**WORK REQUIRED**
How many lines in the material contain the string "door"? Reply with only the number.

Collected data
= = =

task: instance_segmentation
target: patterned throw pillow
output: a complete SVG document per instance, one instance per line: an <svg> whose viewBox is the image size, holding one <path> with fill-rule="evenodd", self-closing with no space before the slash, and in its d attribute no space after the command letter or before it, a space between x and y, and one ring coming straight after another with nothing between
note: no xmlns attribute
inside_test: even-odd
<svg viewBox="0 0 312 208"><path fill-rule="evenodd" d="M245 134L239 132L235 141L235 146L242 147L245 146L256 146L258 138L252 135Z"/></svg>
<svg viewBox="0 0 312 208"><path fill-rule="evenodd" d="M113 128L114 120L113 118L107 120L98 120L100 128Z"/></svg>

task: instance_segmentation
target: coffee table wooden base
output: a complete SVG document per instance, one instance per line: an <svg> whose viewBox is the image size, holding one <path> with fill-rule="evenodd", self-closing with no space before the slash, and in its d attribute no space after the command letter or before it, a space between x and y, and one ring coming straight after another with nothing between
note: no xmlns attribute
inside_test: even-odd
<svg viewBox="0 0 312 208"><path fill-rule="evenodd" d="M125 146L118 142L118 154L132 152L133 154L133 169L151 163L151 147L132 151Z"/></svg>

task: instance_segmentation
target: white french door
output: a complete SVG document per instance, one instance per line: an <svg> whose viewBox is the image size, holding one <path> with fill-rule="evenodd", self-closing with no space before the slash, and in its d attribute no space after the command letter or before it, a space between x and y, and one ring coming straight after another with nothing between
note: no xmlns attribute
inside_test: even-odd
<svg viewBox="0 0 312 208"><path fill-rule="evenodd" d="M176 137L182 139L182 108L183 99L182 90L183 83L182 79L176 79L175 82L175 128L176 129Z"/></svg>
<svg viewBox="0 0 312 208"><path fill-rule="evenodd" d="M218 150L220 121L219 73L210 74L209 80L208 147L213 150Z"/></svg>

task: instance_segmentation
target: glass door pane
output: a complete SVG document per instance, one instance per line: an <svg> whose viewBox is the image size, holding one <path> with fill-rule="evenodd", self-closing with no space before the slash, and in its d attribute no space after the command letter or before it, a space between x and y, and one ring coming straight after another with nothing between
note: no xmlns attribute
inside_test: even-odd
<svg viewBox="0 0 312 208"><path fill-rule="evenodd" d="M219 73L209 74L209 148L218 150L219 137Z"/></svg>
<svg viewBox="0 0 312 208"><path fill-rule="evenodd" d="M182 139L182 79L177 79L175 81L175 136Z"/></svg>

= = =

**RESULT OF THIS TASK**
2